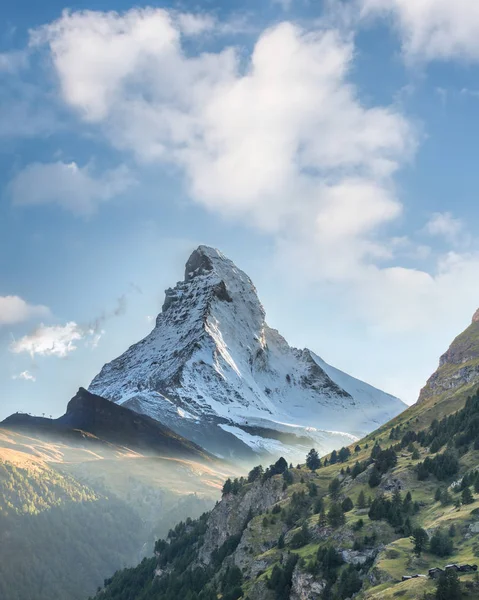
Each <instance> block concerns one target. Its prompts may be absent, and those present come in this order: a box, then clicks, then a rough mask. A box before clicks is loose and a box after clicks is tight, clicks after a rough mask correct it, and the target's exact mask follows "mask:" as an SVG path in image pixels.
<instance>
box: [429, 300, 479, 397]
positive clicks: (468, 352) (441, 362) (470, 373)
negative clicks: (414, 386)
mask: <svg viewBox="0 0 479 600" xmlns="http://www.w3.org/2000/svg"><path fill="white" fill-rule="evenodd" d="M473 384H479V310H478V311H476V312H475V313H474V316H473V318H472V323H471V324H470V325H469V327H468V328H467V329H466V330H465V331H463V332H462V333H461V334H460V335H458V336H457V337H456V339H455V340H454V341H453V342H452V344H451V345H450V346H449V348H448V350H447V351H446V352H445V353H444V354H443V355H442V356H441V358H440V359H439V367H438V369H437V371H435V373H433V374H432V375H431V377H430V378H429V379H428V381H427V383H426V385H425V386H424V388H423V389H422V390H421V393H420V395H419V400H418V402H423V401H425V400H427V399H428V398H431V397H440V396H442V395H443V394H448V395H452V394H454V393H455V392H457V391H460V390H461V388H463V387H467V388H468V387H471V386H472V385H473Z"/></svg>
════════════════════
## ASSIGNMENT:
Print every line from the one that contains "positive clicks: (468, 352)" to the end of the records, exactly as written, and nothing more.

## ANSWER SECTION:
positive clicks: (468, 352) (441, 362) (470, 373)
negative clicks: (414, 386)
mask: <svg viewBox="0 0 479 600" xmlns="http://www.w3.org/2000/svg"><path fill="white" fill-rule="evenodd" d="M473 384H479V310H478V311H476V312H475V313H474V316H473V318H472V323H471V324H470V325H469V327H468V328H467V329H466V330H465V331H463V332H462V333H461V334H460V335H458V336H457V337H456V339H455V340H454V341H453V342H452V344H451V345H450V346H449V348H448V350H447V351H446V352H445V353H444V354H443V355H442V356H441V358H440V359H439V367H438V369H437V371H435V373H433V374H432V375H431V377H430V378H429V379H428V381H427V383H426V385H425V386H424V388H423V389H422V390H421V393H420V395H419V400H418V402H423V401H425V400H427V399H428V398H431V397H440V396H442V395H443V394H448V395H452V394H454V393H455V392H457V391H460V390H461V388H463V387H467V388H468V387H471V386H472V385H473Z"/></svg>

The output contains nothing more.